**Extract to read**
Marie Vassiltchikov

Marie Vassiltchikov
Cover of "Berlin Diaries"

Marie Illarionovna Vassiltchikov (Russian: Мария Илларионовна Васильчикова; January 11, 1917 - August 12, 1978) was a Russian princess who was acquainted with some of the people who plotted to kill kill Adolf Hitler in the July 20 Plot, but was not directly involved in the plot itself.

Contents

Early life

Princess Marie ("Missie") Vassiltchikov was born in Saint Petersburg, Russia, in the waning days of the Russian Empire, on January 11, 1917. She was the fourth child of a member of the Fourth Duma, Prince Hilarion Sergueïevitch Vassiltchikov and his wife, the former Princess Lidiya Leonidovna Vyazemskaya. As members of the aristocracy, her parents fled Russia in 1919, following the Bolshevik October Revolution. Princess Marie lived as a refugee in Weimar Republic Germany, the French Third Republic, and Lithuania until the start of World War II.

Plot to kill Hitler

In 1940, Princess Marie and her sister, Princess Tatiana Vassiltchikova [1] (1915–2006), traveled to Berlin where, as stateless persons, they were able to obtain work permits. After a brief period of employment with the Broadcasting Service, Vassiltchikov transferred to the Auswärtiges Amt (AA), or German Foreign Ministry's Information Office, where she worked as the assistant to Dr. Adam von Trott zu Solz.

**Required actions**
• A. In the article on Marie Vassiltchikov, transcribe the passage between "Marie Illarionovna Vassiltchikov" and "World War II.", inclusive.
• B. Turn the paragraph of the Marie Vassiltchikov article that opens with the words "Princess Marie" into a bulleted list that keeps its main facts.
• C. Write the next part of the article on Marie Vassiltchikov, picking up after its final sentence.

**Entries shown**
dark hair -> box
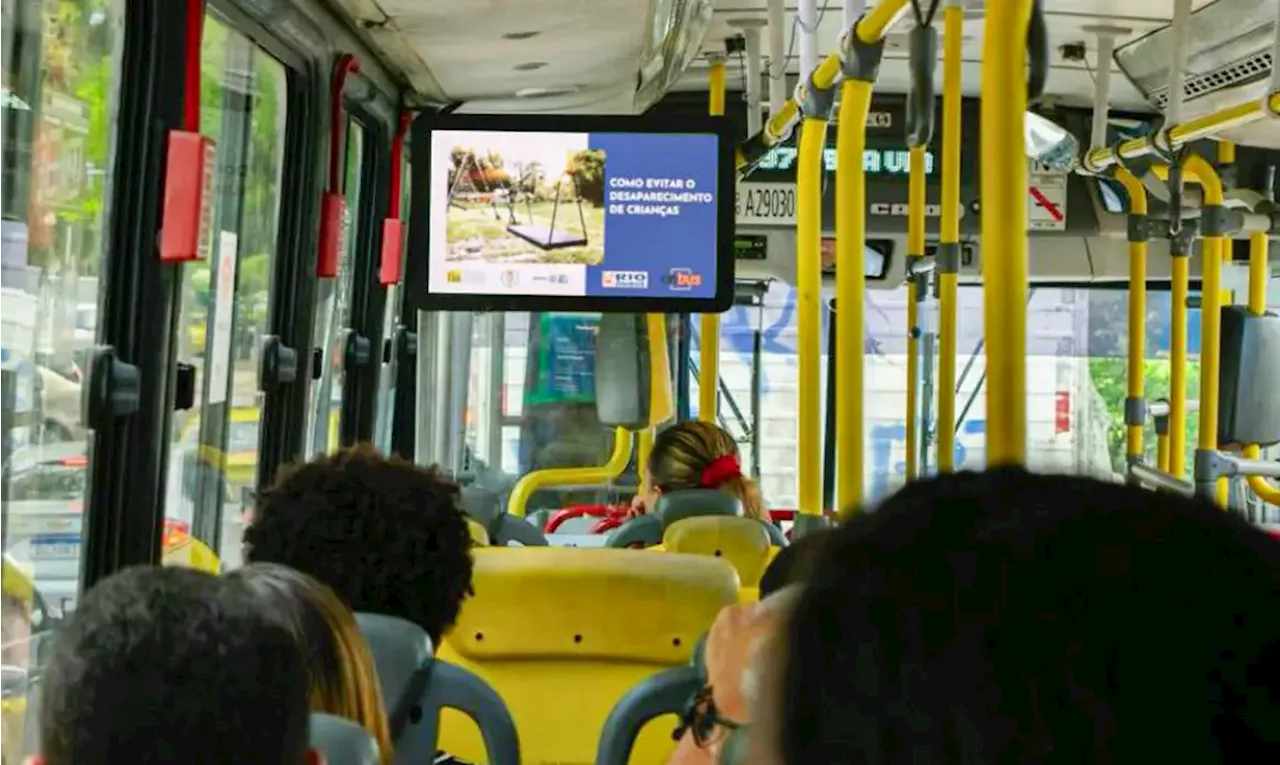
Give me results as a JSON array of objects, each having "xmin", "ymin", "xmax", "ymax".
[
  {"xmin": 648, "ymin": 420, "xmax": 767, "ymax": 519},
  {"xmin": 760, "ymin": 530, "xmax": 831, "ymax": 600},
  {"xmin": 780, "ymin": 468, "xmax": 1280, "ymax": 765},
  {"xmin": 244, "ymin": 446, "xmax": 472, "ymax": 645},
  {"xmin": 40, "ymin": 567, "xmax": 310, "ymax": 765}
]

**Task responses**
• A.
Marie Illarionovna Vassiltchikov (Russian: Мария Илларионовна Васильчикова; January 11, 1917 - August 12, 1978) was a Russian princess who was acquainted with some of the people who plotted to kill kill Adolf Hitler in the July 20 Plot, but was not directly involved in the plot itself.

Contents

Early life

Princess Marie ("Missie") Vassiltchikov was born in Saint Petersburg, Russia, in the waning days of the Russian Empire, on January 11, 1917. She was the fourth child of a member of the Fourth Duma, Prince Hilarion Sergueïevitch Vassiltchikov and his wife, the former Princess Lidiya Leonidovna Vyazemskaya. As members of the aristocracy, her parents fled Russia in 1919, following the Bolshevik October Revolution. Princess Marie lived as a refugee in Weimar Republic Germany, the French Third Republic, and Lithuania until the start of World War II.

• B.
- Born January 11, 1917, in Saint Petersburg, Russia, in the waning days of the Russian Empire.
- Fourth child of Prince Hilarion Sergueïevitch Vassiltchikov, a member of the Fourth Duma, and his wife, the former Princess Lidiya Leonidovna Vyazemskaya.
- Her parents, as members of the aristocracy, fled Russia in 1919 following the Bolshevik October Revolution.
- She lived as a refugee in Weimar Republic Germany, the French Third Republic, and Lithuania until the start of World War II.

• C.
Due to the tendency of Nazi party members to bypass the Foreign Ministry staff when formulating policy as described in Princess Marie's diaries, the A.A. effectively became a gathering place for civilian members of the anti-Nazi resisters including Dr. von Trott zu Solz. In 1944, he was among the leaders of the July 20 Plot to kill Adolf Hitler. Princess Marie kept diaries of her life in the plotters' circle. She wrote in shorthand and kept the pages hidden in her A.A. office and in other locations but was not actively involved in the plot. In addition, her diaries detail the bombing of Berlin, the daily life of what remained of Berlin's cosmopolitan pre-war nobility and intelligentsia, and her own journey from privilege to near-death at the end of the war.

Following the failed attempt to kill Hitler, many of her friends and colleagues were imprisoned and a number were killed. Princess Marie and her friend Princess Elenore (Loremarie) von Schönburg went several times to Gestapo headquarters to plead for the life of Dr. von Trott zu Solz (among others) and to bring food and packages. Eventually, they were warned by a friendly guard not to return.

After Dr. von Trott zu Solz was executed, Princess Marie left Berlin and traveled to Vienna, where she worked as a nurse until the end of the war.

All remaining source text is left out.